TASK LIST:
1 > Answer these questions from the article on CISO tribes:
(a) How long did the research run, and how many CISO interviews did it include?
(b) What three domains were used to organize the results?
(c) How many discriminators determine a CISO's tribe?
2 > Summarize the article on CISO tribes in two sentences.
3 > Write the next part of the article on CISO tribes, picking up after its final line.

TEXT SEGMENT:
┌──

Article source: https://www.darkreading.com/vulnerabilities---threats/living-with-risk-where-organizations-fall-short/a/d-id/1330828?_mc=rss_x_drr_edt_aud_dr_x_x-rss-simple

Which CISO ‘Tribe’ Do You Belong To?

New research categorizes CISOs into four distinct groups based on factors related to workforce, governance, and security controls.

If you’re a CISO or another level of security manager, new research predicts you will fall squarely into one of four “tribes” depending on the nature of your role and how the overall organization approaches cybersecurity. Each tribe has a different approach to serving as a CISO.

This is the crux of the inaugural CISO Report published today by Synopsys. The research spanned two years and involved 25 interviews with CISOs at companies including ADP, Bank of America, Cisco, Facebook, Goldman Sachs, JPMorgan Chase, Starbucks, and US Bank.

The driving idea was to learn how individual CISOs perform compared with one another, what CISOs actually do all day, and how their work is organized and executed.

“The coolest thing was that CISOs were so eager to find out what we were going to find out,” says Gary McGraw, vice president of security technology at Synopsys. Most CISOs stay within their organizations and lack data to measure performance. This study aimed to collect data that would help CISOs learn where they stand and how they can improve.

There is no “universal blueprint” for the CISO but there are common factors researchers used as a basis for comparison among CISOs they interviewed. These included workforce (organization structure, management, staff), governance (metrics, budget, projects), and controls (framework, vulnerability management, vendors). The three domains helped organize results.

Based on the data collected, researchers identified four groups of CISOs. These include:

  • Tribe 1: Security as an Enabler
  • Tribe 2: Security as Technology
  • Tribe 3: Security as Compliance
  • Tribe 4: Security as a Cost Center

“The tribe is an assignment that’s not just for an individual,” McGraw notes. “It applies both to the CISO and the firm they’re in.” A CISO’s tribe is determined by 18 “discriminators,” or factors used to tease CISOs apart. These include “CISO-board relations” and “program management.”

What’s your tribe?

└──

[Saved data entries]
┌──

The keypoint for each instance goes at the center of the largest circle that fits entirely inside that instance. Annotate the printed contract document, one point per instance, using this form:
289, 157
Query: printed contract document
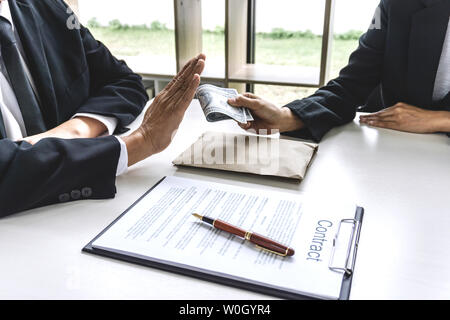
161, 228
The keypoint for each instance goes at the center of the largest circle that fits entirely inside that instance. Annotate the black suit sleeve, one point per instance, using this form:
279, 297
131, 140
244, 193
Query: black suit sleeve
337, 102
56, 170
115, 91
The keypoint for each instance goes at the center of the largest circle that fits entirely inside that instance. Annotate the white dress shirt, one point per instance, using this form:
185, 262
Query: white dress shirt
9, 106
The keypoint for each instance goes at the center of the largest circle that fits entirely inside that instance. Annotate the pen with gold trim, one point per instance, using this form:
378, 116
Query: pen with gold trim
260, 241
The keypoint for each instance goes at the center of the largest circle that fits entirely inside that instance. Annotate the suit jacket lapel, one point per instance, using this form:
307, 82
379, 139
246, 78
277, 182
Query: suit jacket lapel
28, 26
429, 27
2, 127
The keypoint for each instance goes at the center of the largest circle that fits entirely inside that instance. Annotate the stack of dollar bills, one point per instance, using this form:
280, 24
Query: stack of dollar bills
214, 102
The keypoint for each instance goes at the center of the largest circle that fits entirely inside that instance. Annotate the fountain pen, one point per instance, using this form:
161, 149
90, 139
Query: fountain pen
260, 241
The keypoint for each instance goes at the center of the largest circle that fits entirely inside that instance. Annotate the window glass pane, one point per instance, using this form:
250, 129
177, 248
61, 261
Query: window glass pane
142, 29
213, 21
352, 18
289, 32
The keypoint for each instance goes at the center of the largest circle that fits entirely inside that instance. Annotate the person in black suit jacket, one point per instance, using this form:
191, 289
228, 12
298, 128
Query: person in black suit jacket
73, 73
403, 53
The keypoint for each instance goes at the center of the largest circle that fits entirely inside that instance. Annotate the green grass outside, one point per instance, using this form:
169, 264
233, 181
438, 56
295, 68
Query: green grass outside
292, 51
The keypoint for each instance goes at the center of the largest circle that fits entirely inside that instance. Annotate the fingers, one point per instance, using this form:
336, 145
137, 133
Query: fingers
381, 124
251, 95
192, 67
179, 90
245, 126
244, 101
189, 93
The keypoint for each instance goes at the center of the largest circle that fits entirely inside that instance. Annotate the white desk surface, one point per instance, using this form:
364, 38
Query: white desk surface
402, 180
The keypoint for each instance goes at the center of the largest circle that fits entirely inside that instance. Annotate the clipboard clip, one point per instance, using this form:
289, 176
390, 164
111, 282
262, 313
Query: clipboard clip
352, 248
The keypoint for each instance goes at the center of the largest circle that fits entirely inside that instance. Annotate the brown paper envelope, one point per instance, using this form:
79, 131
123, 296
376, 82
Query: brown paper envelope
259, 155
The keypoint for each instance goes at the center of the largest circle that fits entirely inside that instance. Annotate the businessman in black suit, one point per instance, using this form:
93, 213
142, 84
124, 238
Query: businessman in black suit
406, 53
60, 92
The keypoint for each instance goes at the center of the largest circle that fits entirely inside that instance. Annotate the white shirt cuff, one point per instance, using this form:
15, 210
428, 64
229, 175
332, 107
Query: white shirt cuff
109, 122
122, 166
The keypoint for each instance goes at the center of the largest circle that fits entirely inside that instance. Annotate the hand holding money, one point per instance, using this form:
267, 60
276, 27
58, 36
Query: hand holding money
214, 102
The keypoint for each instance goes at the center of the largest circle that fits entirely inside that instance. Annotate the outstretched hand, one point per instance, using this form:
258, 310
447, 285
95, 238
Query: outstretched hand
268, 117
407, 118
162, 119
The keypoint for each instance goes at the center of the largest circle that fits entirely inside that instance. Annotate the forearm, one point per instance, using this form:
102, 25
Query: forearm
442, 121
79, 127
56, 170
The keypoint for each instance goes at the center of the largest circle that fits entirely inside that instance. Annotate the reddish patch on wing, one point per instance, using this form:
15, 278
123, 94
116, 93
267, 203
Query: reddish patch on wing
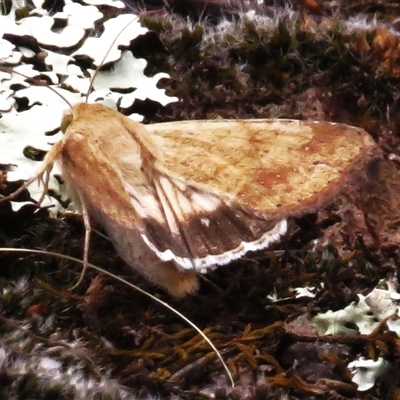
270, 179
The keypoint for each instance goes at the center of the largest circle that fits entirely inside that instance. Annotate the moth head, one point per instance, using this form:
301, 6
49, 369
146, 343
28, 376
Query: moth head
66, 120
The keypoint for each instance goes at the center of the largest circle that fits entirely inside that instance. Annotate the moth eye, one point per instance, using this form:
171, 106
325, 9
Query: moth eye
66, 120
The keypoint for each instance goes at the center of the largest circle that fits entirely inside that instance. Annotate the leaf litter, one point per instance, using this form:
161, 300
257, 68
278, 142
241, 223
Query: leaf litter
344, 251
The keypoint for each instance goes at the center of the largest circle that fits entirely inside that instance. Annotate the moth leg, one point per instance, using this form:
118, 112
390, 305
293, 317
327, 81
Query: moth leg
88, 229
46, 167
45, 183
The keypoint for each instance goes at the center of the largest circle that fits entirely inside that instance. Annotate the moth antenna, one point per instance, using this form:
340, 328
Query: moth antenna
138, 289
88, 228
36, 82
104, 58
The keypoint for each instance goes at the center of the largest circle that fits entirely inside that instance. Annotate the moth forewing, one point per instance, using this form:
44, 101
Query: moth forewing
176, 198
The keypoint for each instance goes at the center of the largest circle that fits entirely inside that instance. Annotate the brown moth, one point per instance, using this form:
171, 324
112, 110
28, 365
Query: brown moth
176, 198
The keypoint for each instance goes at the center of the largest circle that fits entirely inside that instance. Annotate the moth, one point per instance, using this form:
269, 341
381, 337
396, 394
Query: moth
177, 198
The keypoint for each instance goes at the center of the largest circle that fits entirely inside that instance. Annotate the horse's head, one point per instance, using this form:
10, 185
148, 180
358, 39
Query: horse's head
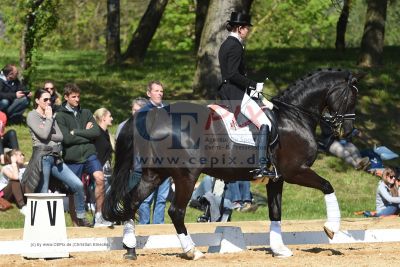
341, 104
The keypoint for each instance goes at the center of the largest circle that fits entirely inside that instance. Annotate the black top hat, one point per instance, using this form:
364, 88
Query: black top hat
238, 18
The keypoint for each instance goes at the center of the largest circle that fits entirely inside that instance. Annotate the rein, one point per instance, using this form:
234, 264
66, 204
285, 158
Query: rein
334, 121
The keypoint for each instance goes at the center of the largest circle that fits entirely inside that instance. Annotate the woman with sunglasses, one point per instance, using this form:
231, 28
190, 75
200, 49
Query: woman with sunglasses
386, 204
46, 157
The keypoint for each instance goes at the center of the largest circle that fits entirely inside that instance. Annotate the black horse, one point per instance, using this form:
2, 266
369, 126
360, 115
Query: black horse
184, 140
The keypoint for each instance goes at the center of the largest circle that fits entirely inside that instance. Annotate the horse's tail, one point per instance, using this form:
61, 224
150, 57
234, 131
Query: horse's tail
118, 201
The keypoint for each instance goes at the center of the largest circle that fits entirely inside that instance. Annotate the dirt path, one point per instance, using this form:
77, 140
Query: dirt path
368, 254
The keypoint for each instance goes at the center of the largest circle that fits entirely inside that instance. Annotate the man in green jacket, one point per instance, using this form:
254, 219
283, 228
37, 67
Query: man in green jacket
79, 130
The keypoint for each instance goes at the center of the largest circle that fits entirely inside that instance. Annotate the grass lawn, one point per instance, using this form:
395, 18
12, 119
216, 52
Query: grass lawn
114, 88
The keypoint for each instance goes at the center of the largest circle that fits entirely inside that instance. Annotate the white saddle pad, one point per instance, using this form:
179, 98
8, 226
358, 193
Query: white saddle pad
237, 134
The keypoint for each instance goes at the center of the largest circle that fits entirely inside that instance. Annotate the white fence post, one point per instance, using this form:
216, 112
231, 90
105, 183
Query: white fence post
45, 234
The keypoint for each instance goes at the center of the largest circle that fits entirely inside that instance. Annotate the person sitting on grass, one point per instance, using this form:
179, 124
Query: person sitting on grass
11, 175
386, 203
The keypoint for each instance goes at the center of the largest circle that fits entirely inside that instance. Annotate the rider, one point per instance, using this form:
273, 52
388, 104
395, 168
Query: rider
237, 87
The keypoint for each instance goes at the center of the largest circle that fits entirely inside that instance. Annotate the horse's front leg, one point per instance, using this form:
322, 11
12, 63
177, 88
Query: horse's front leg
310, 179
129, 240
146, 186
177, 211
274, 191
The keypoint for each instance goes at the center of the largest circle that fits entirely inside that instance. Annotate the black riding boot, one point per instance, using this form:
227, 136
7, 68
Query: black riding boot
263, 159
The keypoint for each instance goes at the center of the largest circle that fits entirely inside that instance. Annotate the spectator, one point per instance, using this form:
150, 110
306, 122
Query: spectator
46, 158
342, 148
137, 104
80, 130
8, 139
10, 181
207, 197
239, 194
14, 97
55, 97
104, 143
155, 92
386, 203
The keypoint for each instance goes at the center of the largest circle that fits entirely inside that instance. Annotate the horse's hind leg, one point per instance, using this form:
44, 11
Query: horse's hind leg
183, 191
274, 192
146, 185
310, 179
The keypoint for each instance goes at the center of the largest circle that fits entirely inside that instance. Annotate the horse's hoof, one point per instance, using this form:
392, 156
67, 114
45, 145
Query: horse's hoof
281, 251
193, 254
329, 232
130, 254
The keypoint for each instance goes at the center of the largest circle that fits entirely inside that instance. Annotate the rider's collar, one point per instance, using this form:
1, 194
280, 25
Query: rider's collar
236, 35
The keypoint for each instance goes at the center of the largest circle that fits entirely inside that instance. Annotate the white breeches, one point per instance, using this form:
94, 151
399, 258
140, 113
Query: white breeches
253, 112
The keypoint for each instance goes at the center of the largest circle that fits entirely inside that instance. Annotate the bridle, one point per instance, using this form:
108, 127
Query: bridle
336, 120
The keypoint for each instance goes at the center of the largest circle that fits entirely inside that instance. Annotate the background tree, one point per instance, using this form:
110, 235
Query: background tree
341, 26
207, 76
113, 44
374, 34
201, 14
145, 31
40, 19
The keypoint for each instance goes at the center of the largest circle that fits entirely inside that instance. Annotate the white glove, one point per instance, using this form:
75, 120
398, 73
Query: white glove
259, 87
267, 104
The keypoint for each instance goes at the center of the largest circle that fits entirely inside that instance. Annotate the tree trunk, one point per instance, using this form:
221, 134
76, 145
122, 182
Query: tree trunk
145, 31
112, 39
28, 40
208, 76
341, 27
201, 14
374, 34
2, 27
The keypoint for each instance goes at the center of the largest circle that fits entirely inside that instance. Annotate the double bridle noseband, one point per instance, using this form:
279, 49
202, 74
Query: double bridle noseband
334, 121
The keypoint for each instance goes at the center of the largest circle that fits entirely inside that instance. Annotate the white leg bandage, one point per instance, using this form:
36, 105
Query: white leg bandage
333, 212
275, 241
275, 234
186, 242
129, 237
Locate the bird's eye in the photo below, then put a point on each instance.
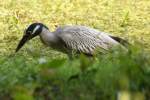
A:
(29, 32)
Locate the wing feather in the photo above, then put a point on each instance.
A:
(85, 39)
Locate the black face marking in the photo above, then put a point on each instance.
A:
(32, 31)
(35, 29)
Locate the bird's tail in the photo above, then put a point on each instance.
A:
(121, 41)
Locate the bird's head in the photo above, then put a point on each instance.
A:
(32, 31)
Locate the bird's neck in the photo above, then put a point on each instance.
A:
(48, 37)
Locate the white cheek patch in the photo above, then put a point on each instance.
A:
(35, 29)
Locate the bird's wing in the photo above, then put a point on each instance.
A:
(85, 39)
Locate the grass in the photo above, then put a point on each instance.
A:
(23, 76)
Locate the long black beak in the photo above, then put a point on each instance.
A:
(24, 39)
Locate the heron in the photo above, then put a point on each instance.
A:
(70, 38)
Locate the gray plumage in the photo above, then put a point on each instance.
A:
(74, 38)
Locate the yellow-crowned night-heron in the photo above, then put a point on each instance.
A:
(77, 38)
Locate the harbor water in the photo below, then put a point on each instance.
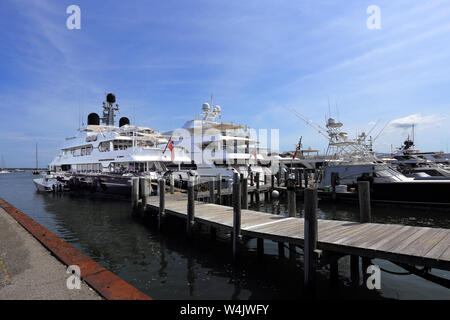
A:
(165, 266)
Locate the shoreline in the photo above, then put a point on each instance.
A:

└──

SET OF ANSWERS:
1 >
(a) The research ran for two years and included 25 interviews with CISOs.
(b) Workforce, governance, and controls.
(c) 18.

2 > Synopsys's first CISO Report drew on two years of research and 25 CISO interviews. It compared CISOs on workforce, governance, and controls and sorted them into four tribes: Security as an Enabler, Security as Technology, Security as Compliance, and Security as a Cost Center, with each tribe applying to both the CISO and the firm and being determined by 18 discriminators.

3 >
Tribe 1 is, in a sense, “the goal tribe,” says McGraw. “The board understands security, the firm as a whole knows security is important. Every business unit is aligned properly with security, because security is part of the way the firm does business.”

In these firms, the CISO is the highest-level executive under the CEO. Security is business-centric; every division thinks about computer security and security is part of everybody’s job. The enterprise focus and CISO role as a senior executive set this group apart, McGraw says.

Tribe 2, which treats security as technology, is similar in the sense they have advanced security practices. “These are firms that have moved well past compliance,” McGraw explains. “The firms in tribe 2 have great CISOs and are doing a great job with security.”

However, CISOs in tribe 2 lack the “senior executive gravitas” of CISOs in tribe 1. “They’re senior people, they have a lot of power and influence, but they’re not the alpha in the room,” he says. In a software firm or another tech-focused company, tier 2 CISOs don’t need to aspire to move up because the business is already focused on tech and they don’t need the executive pull.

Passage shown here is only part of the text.